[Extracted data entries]
_ _ _ _ _

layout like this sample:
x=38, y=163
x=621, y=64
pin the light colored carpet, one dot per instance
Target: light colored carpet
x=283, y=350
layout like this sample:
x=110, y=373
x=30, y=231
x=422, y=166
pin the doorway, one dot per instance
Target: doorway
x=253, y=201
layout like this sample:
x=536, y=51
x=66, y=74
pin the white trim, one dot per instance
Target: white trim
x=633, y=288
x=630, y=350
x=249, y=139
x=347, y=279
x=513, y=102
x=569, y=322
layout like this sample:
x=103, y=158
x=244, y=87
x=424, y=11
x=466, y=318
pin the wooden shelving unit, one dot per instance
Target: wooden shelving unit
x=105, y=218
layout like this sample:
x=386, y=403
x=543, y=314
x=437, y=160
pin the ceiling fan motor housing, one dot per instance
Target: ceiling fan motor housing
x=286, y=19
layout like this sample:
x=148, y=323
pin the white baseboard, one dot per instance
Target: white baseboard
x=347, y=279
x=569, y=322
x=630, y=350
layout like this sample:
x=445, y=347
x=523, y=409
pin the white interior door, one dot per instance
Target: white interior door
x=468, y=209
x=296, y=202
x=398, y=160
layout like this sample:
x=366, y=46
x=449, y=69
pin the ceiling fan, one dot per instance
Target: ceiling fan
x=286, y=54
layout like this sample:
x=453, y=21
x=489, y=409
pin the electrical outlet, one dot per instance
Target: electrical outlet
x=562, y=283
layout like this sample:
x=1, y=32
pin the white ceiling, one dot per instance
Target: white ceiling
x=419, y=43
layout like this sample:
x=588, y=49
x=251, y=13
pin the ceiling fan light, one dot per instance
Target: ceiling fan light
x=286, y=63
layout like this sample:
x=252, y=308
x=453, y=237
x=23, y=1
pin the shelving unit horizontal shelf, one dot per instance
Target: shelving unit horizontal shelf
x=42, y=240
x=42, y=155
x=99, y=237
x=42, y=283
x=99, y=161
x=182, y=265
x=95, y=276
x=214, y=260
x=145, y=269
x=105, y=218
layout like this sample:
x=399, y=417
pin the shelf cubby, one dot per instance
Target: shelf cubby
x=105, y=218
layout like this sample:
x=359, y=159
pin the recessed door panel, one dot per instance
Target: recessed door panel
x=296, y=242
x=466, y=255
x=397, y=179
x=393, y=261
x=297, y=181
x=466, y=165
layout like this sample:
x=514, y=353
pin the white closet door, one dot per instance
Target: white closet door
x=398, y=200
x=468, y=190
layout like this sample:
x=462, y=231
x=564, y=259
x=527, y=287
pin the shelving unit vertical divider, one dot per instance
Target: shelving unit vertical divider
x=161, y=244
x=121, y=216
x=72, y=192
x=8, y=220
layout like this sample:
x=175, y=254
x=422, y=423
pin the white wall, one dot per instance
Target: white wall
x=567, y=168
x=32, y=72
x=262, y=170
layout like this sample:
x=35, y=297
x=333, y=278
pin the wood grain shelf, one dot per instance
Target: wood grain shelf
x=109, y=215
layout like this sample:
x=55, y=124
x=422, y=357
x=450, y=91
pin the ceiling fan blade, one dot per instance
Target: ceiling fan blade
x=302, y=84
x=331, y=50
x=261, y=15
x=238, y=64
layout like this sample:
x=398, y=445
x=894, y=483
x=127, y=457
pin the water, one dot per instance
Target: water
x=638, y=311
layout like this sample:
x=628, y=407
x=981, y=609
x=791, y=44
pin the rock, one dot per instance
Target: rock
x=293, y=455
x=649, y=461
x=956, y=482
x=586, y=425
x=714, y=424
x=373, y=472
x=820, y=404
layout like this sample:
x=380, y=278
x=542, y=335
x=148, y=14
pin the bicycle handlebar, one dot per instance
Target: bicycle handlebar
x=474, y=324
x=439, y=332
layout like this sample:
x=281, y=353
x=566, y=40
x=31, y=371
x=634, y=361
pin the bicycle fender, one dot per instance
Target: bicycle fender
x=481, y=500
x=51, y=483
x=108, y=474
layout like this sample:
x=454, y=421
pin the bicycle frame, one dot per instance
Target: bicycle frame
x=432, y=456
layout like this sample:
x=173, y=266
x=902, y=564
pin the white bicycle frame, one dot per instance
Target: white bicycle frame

_ _ _ _ _

[TO DO]:
Word for word, set down the lines from the beginning of the records through the line that holds "x=523, y=409". Leave out the rest.

[RESPONSE TO THIS TASK]:
layout like this sample:
x=38, y=163
x=621, y=64
pin the light colored carpet, one dot per instance
Target: light colored carpet
x=283, y=350
layout like this sample:
x=110, y=373
x=30, y=231
x=422, y=166
pin the doorway, one dot per instance
Target: doorway
x=253, y=201
layout like this sample:
x=536, y=51
x=66, y=74
pin the white trim, one dot per instance
Target: white trim
x=633, y=288
x=630, y=350
x=249, y=139
x=347, y=279
x=513, y=102
x=569, y=322
layout like this sample:
x=103, y=158
x=244, y=87
x=424, y=11
x=466, y=318
pin the wooden shelving unit, one dot per instance
Target: wooden shelving unit
x=105, y=218
layout like this sample:
x=386, y=403
x=543, y=314
x=437, y=160
pin the ceiling fan motor housing, one dot per instance
Target: ceiling fan motor housing
x=286, y=19
layout like this sample:
x=148, y=323
pin the white baseboard, one dot per instance
Target: white baseboard
x=347, y=279
x=569, y=322
x=630, y=350
layout like this sample:
x=445, y=347
x=523, y=409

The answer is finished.